**SOURCE DATA**
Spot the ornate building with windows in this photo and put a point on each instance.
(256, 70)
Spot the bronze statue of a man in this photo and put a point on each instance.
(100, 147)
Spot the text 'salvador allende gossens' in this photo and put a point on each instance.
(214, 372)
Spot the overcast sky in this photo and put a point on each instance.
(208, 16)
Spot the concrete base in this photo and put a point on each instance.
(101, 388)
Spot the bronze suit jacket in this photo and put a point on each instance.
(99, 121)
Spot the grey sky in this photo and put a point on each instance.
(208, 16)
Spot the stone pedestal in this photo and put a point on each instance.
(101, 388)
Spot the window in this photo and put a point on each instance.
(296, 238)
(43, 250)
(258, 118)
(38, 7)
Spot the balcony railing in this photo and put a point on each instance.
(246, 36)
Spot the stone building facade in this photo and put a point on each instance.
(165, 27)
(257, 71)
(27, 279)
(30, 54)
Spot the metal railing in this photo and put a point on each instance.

---

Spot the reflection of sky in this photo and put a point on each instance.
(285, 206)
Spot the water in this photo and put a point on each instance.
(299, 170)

**TASK**
Of all the entries above, repeat only the lines from the line that has "Spot the stone building" to the line that has "Spot the metal", both lines included, exactly.

**SOLUTION FOR THIS EXERCISE**
Spot the stone building facade in this photo and put a point on each instance.
(165, 27)
(257, 71)
(27, 279)
(30, 54)
Spot the metal railing in this photo and put a point on each instance.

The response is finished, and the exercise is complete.